_WORK REQUEST_: All of the records must be set down again word for word.

━━ MATERIAL PROVIDED

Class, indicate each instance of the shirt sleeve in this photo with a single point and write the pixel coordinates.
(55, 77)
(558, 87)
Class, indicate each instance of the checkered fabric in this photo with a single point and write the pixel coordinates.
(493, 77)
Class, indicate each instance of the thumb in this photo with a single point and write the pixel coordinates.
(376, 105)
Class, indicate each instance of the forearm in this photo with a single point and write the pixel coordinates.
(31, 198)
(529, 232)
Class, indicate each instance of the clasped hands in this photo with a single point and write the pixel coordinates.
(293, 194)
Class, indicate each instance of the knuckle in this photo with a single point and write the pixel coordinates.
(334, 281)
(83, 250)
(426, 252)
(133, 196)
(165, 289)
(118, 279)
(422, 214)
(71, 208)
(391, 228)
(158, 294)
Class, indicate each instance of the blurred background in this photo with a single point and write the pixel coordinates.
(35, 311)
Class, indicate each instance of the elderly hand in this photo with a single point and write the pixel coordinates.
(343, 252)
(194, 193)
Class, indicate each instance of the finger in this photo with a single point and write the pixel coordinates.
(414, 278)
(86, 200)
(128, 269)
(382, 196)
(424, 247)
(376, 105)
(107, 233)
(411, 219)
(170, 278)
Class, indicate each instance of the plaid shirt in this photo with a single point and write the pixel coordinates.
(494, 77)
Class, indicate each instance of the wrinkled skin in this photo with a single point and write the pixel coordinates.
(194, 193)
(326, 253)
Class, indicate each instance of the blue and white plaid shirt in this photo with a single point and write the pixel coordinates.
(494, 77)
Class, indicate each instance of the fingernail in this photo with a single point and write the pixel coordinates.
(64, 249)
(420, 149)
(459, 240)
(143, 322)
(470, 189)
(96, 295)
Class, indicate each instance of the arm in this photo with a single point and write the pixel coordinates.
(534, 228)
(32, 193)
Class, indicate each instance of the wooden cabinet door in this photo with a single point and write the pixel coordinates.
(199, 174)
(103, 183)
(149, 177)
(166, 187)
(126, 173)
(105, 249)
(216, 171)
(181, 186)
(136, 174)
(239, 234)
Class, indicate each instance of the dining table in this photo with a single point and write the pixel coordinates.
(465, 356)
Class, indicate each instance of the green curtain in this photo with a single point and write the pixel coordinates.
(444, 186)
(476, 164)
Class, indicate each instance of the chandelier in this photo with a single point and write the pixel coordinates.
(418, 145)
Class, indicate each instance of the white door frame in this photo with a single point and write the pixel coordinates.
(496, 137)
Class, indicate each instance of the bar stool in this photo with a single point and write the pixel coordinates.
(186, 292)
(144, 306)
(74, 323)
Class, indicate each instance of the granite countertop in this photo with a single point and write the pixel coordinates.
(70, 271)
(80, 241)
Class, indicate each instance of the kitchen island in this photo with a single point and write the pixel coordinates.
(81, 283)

━━━━

_REPLY TO THE EXERCISE_:
Class, indicate each instance of the shirt sleeve in this photo with a single point and write the pixel coordinates.
(55, 77)
(558, 87)
Class, indicate each instance of the checkered fabric in this photo with a single point and write the pixel coordinates.
(493, 77)
Class, indicate each instance of the thumb in this photo with a single point and write the pixel coordinates.
(376, 105)
Class, indicate each instance of the forearm in this photo with a single point and write the pixel coordinates.
(31, 198)
(529, 232)
Class, indicate each instance of the clasped hands in this photo with a single point and write the pixel coordinates.
(293, 194)
Class, indicate each instance of the knuckle in this photo with a single point and write the pixel coordinates.
(334, 281)
(83, 250)
(426, 252)
(133, 196)
(165, 289)
(118, 279)
(422, 214)
(71, 208)
(391, 228)
(158, 294)
Class, indicate each instance of the blurred background in this photo with a single point and write the pixel coordinates.
(35, 311)
Class, indicate each instance of the elderly hand in this photo with a single point and write the pixel coordinates.
(343, 252)
(194, 193)
Class, indicate each instance of the finger in this photo with a single point and write the pixel coordinates.
(414, 278)
(86, 200)
(128, 269)
(382, 196)
(424, 247)
(376, 105)
(107, 233)
(411, 219)
(170, 278)
Class, indicate each instance of the plaid shirt in this photo with a single point and write the pixel coordinates.
(494, 77)
Class, indicate each instance of the wrinkled skin in this photo with a single point and write the pixel coordinates.
(194, 193)
(326, 253)
Class, indicate each instance of the blue and white plaid shirt in this photo with a single point and write the pixel coordinates.
(494, 77)
Class, indicate each instance of the fingernail in this photo with a single point and write the pixel coordinates.
(64, 249)
(420, 149)
(459, 240)
(143, 322)
(470, 189)
(96, 295)
Class, indicate each instance of the arm in this photo with a single point and write the pixel coordinates.
(534, 228)
(32, 193)
Class, indicate each instance of the wooden cabinet door in this photo with a single point and write the pixel coordinates.
(199, 174)
(103, 183)
(149, 177)
(166, 187)
(126, 173)
(105, 249)
(216, 171)
(181, 186)
(136, 174)
(239, 234)
Class, indicate each instance of the dining table in this photo with a single point and write the pixel coordinates.
(465, 356)
Class, indicate each instance of the green curtain in this photo with a single point and write the pixel coordinates.
(444, 186)
(476, 164)
Class, indicate each instance of the chandelier in this photo with a single point and write the pixel coordinates.
(418, 145)
Class, indicate each instance of the white door frame in this photo with a single point and write the pixel coordinates.
(496, 137)
Class, indicate each instance of the bar stool in this photo with a single point and write the pixel coordinates.
(186, 292)
(144, 306)
(74, 323)
Class, indicate each instance of the granite countertop in this photo with a single point and write the pixel coordinates.
(70, 271)
(80, 241)
Class, indicate each instance of the kitchen island in this photo with a single point and write the pixel coordinates.
(81, 283)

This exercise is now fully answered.